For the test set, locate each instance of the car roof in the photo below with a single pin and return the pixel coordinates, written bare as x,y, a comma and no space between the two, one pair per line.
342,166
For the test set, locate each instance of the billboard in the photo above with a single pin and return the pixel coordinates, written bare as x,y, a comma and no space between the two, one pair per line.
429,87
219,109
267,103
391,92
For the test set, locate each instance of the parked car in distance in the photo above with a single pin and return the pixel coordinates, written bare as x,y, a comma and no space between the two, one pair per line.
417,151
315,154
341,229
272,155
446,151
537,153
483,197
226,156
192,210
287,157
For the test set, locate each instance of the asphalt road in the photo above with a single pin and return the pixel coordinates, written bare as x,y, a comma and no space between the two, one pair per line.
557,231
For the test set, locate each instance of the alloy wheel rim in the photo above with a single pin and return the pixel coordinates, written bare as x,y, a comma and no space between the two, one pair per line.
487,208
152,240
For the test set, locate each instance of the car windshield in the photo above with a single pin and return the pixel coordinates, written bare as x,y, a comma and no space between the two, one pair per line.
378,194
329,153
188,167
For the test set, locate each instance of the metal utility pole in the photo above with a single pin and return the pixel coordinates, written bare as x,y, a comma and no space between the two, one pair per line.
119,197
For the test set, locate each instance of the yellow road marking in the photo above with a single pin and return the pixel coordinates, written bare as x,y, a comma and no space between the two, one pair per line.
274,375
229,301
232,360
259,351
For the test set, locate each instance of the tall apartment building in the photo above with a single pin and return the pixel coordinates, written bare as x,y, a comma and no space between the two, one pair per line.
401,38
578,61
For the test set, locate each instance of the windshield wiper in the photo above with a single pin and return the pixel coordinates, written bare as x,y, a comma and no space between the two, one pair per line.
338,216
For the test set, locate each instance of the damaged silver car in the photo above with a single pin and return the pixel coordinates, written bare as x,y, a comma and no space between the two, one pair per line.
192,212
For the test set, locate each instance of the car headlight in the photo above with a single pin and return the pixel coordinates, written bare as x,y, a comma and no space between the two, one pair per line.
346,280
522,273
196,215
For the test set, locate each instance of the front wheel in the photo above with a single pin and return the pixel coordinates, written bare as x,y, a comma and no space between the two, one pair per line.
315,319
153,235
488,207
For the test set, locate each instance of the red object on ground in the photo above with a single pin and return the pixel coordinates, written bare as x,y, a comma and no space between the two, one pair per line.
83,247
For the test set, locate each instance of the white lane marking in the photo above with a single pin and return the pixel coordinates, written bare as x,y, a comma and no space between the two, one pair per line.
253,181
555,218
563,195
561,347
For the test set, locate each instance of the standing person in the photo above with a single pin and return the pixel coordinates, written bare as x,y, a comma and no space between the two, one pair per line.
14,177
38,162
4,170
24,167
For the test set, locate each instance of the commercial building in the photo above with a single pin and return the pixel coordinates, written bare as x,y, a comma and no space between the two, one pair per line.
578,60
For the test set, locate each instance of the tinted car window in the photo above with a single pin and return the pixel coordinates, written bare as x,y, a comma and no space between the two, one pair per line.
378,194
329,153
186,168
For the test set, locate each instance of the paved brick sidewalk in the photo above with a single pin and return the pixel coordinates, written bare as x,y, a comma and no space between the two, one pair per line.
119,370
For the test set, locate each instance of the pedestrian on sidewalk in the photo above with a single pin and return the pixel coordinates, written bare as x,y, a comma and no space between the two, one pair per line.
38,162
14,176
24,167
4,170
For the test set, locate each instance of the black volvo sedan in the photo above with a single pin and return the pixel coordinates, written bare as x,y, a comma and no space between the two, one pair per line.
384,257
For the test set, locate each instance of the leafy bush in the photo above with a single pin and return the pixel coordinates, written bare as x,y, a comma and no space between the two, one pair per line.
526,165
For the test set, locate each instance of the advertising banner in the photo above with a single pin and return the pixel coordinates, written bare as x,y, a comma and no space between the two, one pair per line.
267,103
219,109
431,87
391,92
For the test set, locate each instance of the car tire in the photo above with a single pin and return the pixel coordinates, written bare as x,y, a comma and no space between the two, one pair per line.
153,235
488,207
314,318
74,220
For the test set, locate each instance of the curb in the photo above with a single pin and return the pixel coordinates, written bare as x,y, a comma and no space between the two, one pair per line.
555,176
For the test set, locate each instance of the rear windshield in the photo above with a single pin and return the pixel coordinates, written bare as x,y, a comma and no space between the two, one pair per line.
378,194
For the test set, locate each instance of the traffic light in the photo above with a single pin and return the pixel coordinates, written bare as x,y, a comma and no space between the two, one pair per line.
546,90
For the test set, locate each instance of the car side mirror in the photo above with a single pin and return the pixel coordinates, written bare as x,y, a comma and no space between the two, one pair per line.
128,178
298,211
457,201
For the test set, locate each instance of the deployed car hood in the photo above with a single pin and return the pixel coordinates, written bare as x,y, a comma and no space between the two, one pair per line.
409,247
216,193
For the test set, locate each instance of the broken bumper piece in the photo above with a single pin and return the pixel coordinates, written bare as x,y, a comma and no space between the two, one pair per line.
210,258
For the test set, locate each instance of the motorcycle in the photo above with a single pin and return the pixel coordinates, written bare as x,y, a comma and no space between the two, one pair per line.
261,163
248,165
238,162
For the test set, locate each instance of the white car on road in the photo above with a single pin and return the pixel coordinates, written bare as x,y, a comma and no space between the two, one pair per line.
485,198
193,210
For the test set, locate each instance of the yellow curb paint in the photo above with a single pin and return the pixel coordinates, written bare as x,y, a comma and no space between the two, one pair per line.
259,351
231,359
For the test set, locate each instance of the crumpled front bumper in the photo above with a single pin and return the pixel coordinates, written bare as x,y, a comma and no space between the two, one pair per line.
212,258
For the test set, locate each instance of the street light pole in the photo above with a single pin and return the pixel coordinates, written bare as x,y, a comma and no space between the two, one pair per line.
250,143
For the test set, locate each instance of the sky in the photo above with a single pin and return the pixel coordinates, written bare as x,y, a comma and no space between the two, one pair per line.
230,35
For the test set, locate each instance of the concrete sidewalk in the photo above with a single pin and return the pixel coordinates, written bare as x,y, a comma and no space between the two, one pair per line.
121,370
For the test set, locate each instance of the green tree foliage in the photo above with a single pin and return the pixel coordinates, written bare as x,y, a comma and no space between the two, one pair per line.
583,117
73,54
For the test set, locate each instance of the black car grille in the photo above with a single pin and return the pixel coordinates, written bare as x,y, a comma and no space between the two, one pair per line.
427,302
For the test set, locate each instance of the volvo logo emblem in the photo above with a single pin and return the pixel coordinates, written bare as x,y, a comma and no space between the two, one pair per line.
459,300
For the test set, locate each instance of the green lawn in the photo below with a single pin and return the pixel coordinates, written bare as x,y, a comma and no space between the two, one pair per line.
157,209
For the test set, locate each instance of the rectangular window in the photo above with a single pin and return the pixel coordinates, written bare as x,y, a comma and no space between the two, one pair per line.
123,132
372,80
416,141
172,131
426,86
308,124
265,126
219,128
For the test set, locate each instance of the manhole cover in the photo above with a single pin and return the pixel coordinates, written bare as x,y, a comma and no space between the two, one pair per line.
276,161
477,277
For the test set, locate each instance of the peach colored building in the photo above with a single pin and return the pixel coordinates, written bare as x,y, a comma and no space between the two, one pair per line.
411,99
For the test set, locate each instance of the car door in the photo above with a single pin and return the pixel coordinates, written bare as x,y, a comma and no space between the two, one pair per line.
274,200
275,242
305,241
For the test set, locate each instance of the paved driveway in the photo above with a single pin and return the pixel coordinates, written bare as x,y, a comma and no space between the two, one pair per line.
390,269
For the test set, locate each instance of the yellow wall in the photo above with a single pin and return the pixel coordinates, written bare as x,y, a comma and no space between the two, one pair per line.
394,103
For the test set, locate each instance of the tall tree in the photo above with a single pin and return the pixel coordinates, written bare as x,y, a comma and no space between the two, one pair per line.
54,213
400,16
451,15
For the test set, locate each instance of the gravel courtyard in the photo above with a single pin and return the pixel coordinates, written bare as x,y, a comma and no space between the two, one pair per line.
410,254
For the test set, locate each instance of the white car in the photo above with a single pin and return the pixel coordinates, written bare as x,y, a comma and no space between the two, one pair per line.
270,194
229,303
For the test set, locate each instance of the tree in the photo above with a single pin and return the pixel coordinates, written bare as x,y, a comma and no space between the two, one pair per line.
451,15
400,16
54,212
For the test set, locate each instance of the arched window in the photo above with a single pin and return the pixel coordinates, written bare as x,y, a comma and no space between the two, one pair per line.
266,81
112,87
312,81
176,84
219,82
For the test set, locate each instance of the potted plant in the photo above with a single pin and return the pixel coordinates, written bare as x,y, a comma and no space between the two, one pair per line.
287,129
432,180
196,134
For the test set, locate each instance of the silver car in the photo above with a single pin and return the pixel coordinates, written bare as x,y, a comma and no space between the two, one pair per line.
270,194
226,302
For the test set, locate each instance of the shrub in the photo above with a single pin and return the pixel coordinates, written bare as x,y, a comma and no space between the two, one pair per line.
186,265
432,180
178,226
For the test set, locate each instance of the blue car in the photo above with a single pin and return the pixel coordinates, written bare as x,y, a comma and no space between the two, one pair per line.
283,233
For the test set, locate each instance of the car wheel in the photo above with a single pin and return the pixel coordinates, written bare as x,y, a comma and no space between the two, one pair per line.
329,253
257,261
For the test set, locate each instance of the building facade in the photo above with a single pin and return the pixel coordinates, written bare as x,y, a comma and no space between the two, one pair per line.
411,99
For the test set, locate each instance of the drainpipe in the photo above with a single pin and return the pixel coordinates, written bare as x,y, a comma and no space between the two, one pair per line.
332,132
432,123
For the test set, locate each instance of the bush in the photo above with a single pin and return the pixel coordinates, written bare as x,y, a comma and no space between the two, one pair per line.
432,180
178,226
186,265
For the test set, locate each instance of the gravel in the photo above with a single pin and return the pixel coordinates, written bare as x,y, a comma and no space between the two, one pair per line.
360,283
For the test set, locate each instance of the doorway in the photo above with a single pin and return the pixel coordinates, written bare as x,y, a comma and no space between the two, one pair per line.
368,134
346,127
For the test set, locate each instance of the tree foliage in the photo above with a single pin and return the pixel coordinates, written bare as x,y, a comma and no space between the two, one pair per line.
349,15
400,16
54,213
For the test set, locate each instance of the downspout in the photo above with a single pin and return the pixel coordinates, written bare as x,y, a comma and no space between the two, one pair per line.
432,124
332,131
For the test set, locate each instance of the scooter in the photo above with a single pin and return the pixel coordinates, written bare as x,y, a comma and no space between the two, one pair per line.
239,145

> What needs to be done
Copy out exactly the lines running from the line with "For the test set, locate each instance of the building" to the end of the records, inclusive.

> Written answer
For the test set, locate each instance of the building facade in the photo above with a single pin and return the pixel coordinates, written bare as x,y, a comma and no space between the two, one pair per line.
411,99
For the test set, locate each instance of the drainpipe in the photo above with a single pin and return the pixel coordinates, written bare as x,y, a comma and no space between the two, one pair per line.
332,132
432,123
For the test set, locate each instance of the bush in the photo above with a single pin and return the pixel coordinates, written bare as x,y, a comma and no space between the two, one pair per line.
432,180
178,226
186,265
For the test set, locate each instance of the gravel in the photo above with a single pin and return the pixel coordinates, written bare as x,y, a comma and no space between the two, one pair per line.
360,283
For the test set, locate each instance of the doorway in the photo above with a single pin and return the pixel coordinates, written bare as x,y, a comma and no space between the two, one pair per line.
368,134
346,127
For the test set, locate each instance of the tree foliage in the photo above with a single pin and return the pixel coordinates, written bare as x,y, a comma and no space between the two, one pair per line.
349,15
400,16
54,213
For the test set, locate each instance of the downspout in the photo above with a single pin and return the pixel coordinates, written bare as x,y, a comma and no space between the two, one pair per line.
432,124
332,131
For the test set, locate each instance of the scooter in the photo above with a single pin and return the pixel coordinates, written bare as x,y, a comma and no space between the two, one pair per line.
239,145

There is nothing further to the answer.